Can you express the lines below as a JSON list of strings, with one string per line and any blank lines left out?

#####

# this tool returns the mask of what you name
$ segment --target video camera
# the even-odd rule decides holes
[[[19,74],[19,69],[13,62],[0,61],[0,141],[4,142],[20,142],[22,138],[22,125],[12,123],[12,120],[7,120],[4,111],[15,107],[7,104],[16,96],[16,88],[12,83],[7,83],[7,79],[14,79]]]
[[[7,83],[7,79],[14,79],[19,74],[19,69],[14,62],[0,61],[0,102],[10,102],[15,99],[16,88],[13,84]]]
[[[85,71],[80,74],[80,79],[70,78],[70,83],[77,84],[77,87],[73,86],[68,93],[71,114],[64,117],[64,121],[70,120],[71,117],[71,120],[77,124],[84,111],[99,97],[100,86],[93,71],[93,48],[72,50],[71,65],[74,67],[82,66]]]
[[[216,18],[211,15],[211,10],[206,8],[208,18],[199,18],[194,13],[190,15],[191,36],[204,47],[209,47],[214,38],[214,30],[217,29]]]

#####

**EXPECTED OUTPUT:**
[
  "# this tool returns the mask of what you name",
  "$ segment --target video camera",
  "# the even-odd rule decides holes",
  "[[[19,74],[19,69],[13,62],[0,61],[0,141],[4,142],[20,142],[22,138],[22,125],[12,123],[12,120],[7,120],[4,111],[15,107],[7,104],[16,96],[16,88],[12,83],[7,83],[7,79],[14,79]]]",
  "[[[7,83],[7,79],[14,79],[19,74],[19,69],[14,62],[0,61],[0,102],[10,102],[15,99],[16,88],[13,84]]]",
  "[[[85,71],[80,74],[80,79],[70,78],[70,83],[77,84],[77,87],[73,86],[68,93],[71,114],[64,117],[64,121],[70,120],[71,117],[71,120],[77,124],[84,111],[99,97],[100,86],[93,71],[93,48],[72,50],[71,65],[74,67],[82,66]]]",
  "[[[216,18],[211,15],[211,10],[206,8],[208,18],[199,18],[194,13],[190,15],[191,36],[204,47],[209,47],[214,38],[214,30],[217,29]]]"
]